**PASSAGE**
★ ★ ★
Benghazi vs. Reykjavik
This weekend marks the thirty-third anniversary of the 1979 Iranian Embassy hostage crisis; there is much about the current Benghazi debacle reminiscent of what happened in Teheran all those years ago.
As a response to both events, the world's superpower acted surprised and then confused. Next, it dithered and mumbled. Historians say that the lack of decisive response to the Iranian hostage crisis led to a subsequent series of tests of American will -- the attacks on the Marine Barracks in Lebanon, the USS Cole, and the Khobar Towers, and the first 1993 Word Trade Center bombing, among others -- and ultimately to the Al Qaeda attacks of 9-11. The Benghazi 9-11 slaughter is just the latest entry on the list.
When leaders have similarly been tested during the history of Western societies, one prevailing leadership quality has always made the difference between chaos – and a respected response: resolve. It was resolve that steeled President Reagan at Reykjavik, that spurred Winston Churchill when he was a lonely voice warning of Hitler's plans, and that hardened Abraham Lincoln's will to win a moral and righteous war.
Resolve -- encompassing the critical leadership traits of willpower, boldness and courage -- is constituted from a reservoir of conviction that a cause is just and that commitment to the cause overrides personal political risks. When a leader is left with an array of less than ideal options, resolve enables focus on the choice that best protects core American interests.
Leaders, acting from a core of resolve, have altered the course of human events. As Mikhail Gorbachev admitted to George Schultz, President Ronald Reagan set in motion the events that would end the Cold War when he refused to negotiate on his Strategic Defense Initiative at Reykjavik. Although the media, scholars, and pundits declared the Reykjavik Summit a failure for Reagan personally, and complained that the United States had lost a historic opportunity to reduce nuclear weapons stockpiles, history vindicated Reagan's instinct to just say No.
It is a rare politician who would pass on the opportunity to land a nuclear weapons deal that could be billed as ending Mutually Assured Destruction. Yet President Reagan stood on the principle that weapons reductions needed an insurance policy, and he believed that pursuing the Strategic Defense Initiative would provide just that. While pundits rolled their eyes, a New York Times–CBS poll taken the week after Reykjavík showed an 11-point jump (to 72%) in the percentage of Americans who thought that Reagan was successfully handling relations with the Soviet Union.
★ ★ ★
**PROMPT A**
Reproduce the part of the Benghazi vs. Reykjavik article that opens with the words containing "Leaders, acting from" and closes with "just say No.".
**PROMPT B**
Answer these questions from the Benghazi vs. Reykjavik article:
(i) Which anniversary does the article say this weekend marks?
(ii) To whom did Mikhail Gorbachev make his admission about Reagan?
(iii) According to the poll cited, what percentage of Americans thought Reagan was successfully handling relations with the Soviet Union the week after Reykjavík?
**PROMPT C**
For each statement, say whether it agrees with the Benghazi vs. Reykjavik article, and quote the words of the article that decide it:
(i) The USS Cole attack is listed among the tests of American will.
(ii) Reagan agreed to negotiate on his Strategic Defense Initiative at Reykjavik.
(iii) The New York Times–CBS poll was taken a month after Reykjavík.

**RECORDS SUPPLIED**
★ ★ ★
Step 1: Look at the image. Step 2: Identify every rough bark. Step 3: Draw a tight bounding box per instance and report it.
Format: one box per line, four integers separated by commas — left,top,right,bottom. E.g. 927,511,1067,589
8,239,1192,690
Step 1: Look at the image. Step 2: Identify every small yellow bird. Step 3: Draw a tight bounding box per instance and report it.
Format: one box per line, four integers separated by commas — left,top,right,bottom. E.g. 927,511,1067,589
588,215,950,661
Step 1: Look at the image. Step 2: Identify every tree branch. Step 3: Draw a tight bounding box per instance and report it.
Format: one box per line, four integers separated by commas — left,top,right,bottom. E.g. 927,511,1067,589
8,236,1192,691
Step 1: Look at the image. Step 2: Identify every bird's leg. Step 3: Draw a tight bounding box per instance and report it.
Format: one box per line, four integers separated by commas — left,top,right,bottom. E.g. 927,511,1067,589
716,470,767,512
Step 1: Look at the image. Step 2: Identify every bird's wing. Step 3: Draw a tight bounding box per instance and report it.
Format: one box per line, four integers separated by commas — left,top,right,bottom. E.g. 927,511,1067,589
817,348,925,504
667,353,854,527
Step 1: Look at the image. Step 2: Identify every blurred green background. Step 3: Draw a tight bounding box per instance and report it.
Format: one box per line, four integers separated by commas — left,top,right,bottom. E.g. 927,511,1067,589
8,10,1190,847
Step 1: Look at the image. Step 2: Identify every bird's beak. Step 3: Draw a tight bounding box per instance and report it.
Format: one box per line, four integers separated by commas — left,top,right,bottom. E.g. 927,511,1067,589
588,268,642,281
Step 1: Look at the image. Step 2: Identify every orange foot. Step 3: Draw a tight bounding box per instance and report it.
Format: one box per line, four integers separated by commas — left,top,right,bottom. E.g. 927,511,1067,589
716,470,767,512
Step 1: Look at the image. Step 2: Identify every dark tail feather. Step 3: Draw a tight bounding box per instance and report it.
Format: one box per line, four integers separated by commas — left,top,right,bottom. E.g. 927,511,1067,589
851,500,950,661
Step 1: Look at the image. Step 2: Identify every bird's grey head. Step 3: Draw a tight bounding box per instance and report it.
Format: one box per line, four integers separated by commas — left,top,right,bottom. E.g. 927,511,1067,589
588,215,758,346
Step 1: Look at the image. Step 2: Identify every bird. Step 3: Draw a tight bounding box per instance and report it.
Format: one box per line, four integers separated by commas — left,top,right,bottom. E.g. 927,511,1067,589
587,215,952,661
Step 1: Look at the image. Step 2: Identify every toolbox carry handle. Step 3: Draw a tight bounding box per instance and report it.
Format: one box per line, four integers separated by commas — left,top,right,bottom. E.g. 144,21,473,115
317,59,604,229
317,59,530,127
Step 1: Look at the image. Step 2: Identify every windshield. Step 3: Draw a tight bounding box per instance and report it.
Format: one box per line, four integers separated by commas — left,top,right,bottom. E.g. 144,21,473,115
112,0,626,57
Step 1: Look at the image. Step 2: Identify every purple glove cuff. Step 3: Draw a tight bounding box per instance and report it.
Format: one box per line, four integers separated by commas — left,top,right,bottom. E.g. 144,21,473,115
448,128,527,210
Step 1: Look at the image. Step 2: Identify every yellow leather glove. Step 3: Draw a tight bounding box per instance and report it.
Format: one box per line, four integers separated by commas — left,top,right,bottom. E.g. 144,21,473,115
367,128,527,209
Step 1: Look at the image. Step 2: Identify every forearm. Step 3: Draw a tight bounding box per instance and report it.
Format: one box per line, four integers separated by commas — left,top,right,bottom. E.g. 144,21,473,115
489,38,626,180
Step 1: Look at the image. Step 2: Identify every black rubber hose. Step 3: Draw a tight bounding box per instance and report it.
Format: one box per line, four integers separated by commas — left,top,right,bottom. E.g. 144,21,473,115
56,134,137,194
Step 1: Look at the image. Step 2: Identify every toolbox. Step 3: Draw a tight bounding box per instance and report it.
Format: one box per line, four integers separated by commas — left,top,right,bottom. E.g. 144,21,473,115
★ ★ ★
**COMPLETE ANSWER A**
Leaders, acting from a core of resolve, have altered the course of human events. As Mikhail Gorbachev admitted to George Schultz, President Ronald Reagan set in motion the events that would end the Cold War when he refused to negotiate on his Strategic Defense Initiative at Reykjavik. Although the media, scholars, and pundits declared the Reykjavik Summit a failure for Reagan personally, and complained that the United States had lost a historic opportunity to reduce nuclear weapons stockpiles, history vindicated Reagan's instinct to just say No.

**COMPLETE ANSWER B**
(i) The thirty-third anniversary of the 1979 Iranian Embassy hostage crisis.
(ii) George Schultz.
(iii) 72%, an 11-point jump.

**COMPLETE ANSWER C**
(i) Yes: "the attacks on the Marine Barracks in Lebanon, the USS Cole, and the Khobar Towers"
(ii) No: "he refused to negotiate on his Strategic Defense Initiative at Reykjavik"
(iii) No: "a New York Times–CBS poll taken the week after Reykjavík"